• _EXERCISE DETAILS_
Nothing other than the lines from the one containing "Target: blurred background foliage" through the last line of the data below should be output, each reproduced exactly.

=== THE DATA ===

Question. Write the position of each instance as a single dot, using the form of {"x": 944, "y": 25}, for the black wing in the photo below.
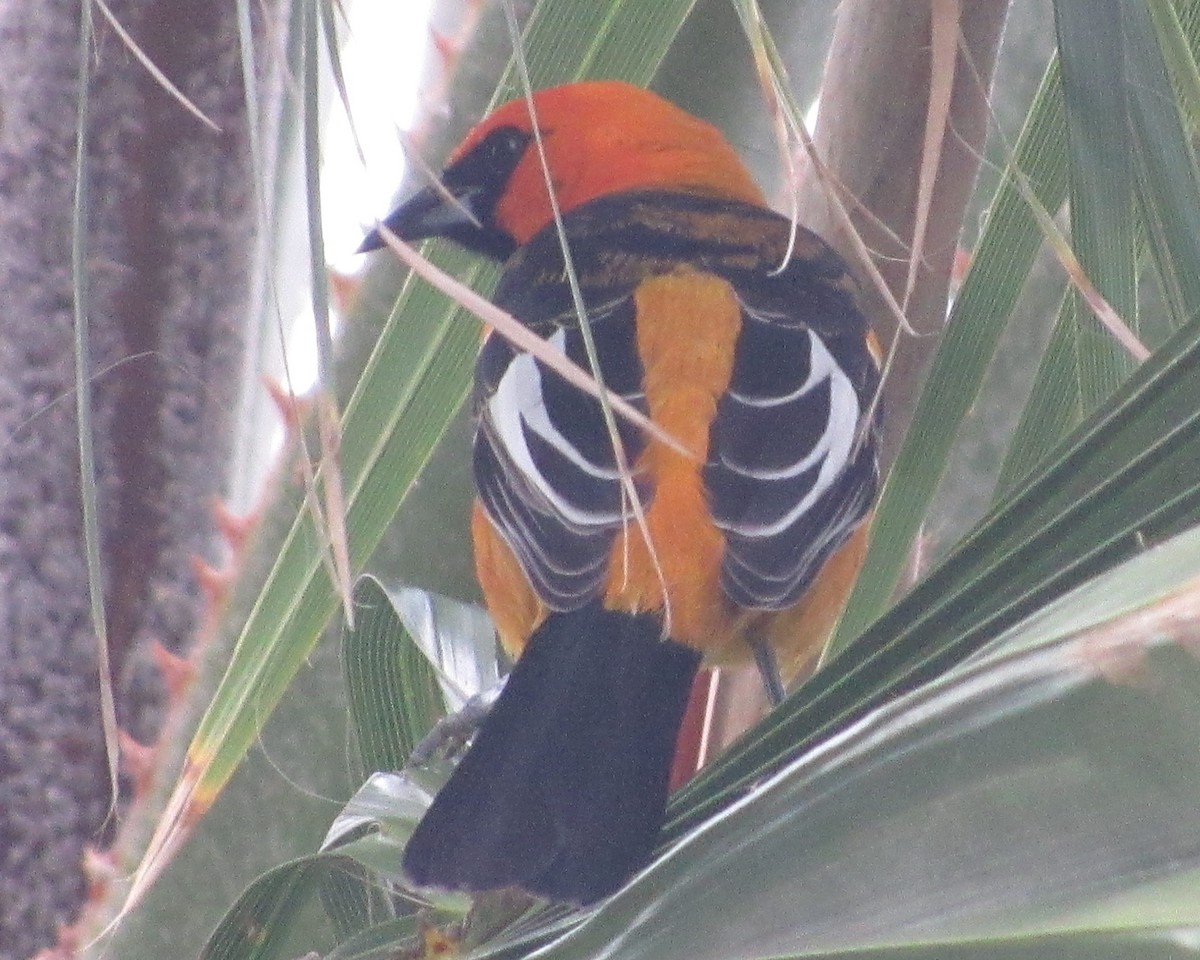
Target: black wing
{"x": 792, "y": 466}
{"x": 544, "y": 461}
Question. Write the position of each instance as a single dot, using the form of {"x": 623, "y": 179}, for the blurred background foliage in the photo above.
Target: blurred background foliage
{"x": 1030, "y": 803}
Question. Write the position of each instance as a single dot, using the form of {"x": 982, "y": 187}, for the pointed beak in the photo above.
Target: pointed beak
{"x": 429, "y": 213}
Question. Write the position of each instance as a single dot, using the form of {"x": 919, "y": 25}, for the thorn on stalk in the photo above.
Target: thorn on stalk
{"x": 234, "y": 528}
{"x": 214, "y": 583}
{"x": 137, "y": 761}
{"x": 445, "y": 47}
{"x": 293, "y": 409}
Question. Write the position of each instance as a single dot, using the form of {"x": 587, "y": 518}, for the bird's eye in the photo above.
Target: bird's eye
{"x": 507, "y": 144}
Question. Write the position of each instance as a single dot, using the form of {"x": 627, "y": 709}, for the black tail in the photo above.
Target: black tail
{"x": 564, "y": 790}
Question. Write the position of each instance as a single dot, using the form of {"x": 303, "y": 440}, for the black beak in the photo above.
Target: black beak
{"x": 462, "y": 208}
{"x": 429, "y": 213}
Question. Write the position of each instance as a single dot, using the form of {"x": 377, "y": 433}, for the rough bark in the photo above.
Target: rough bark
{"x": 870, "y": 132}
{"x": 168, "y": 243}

===

• _ANSWER AREA_
Target: blurred background foliage
{"x": 1030, "y": 803}
Question. Write the position of each instance as a single dot, using the form of {"x": 982, "y": 187}, for the pointed beak in the photo above.
Target: pointed beak
{"x": 429, "y": 213}
Question. Write the position of each instance as a single dot, using the form of {"x": 919, "y": 25}, for the thorn on stalk in the photo above.
Target: thorn on stalk
{"x": 234, "y": 528}
{"x": 214, "y": 583}
{"x": 137, "y": 761}
{"x": 445, "y": 47}
{"x": 293, "y": 409}
Question. Write the position of each instance as a single dot, using the form of {"x": 587, "y": 518}, for the bird's eye in the photo above.
Target: bird's eye
{"x": 507, "y": 144}
Question. Write the position of each instance as a single dot, using the form of {"x": 627, "y": 709}, for the black tail in the photo above.
Target: black tail
{"x": 564, "y": 790}
Question. Write the position of each instance as a single dot, using the form of {"x": 303, "y": 440}, for the black beak in the photo above.
Target: black beak
{"x": 462, "y": 208}
{"x": 429, "y": 213}
Question. Write the position of each instance as a single dot, using the form of {"x": 377, "y": 433}, for the rough bark in the photo above.
Target: rough bark
{"x": 870, "y": 132}
{"x": 168, "y": 243}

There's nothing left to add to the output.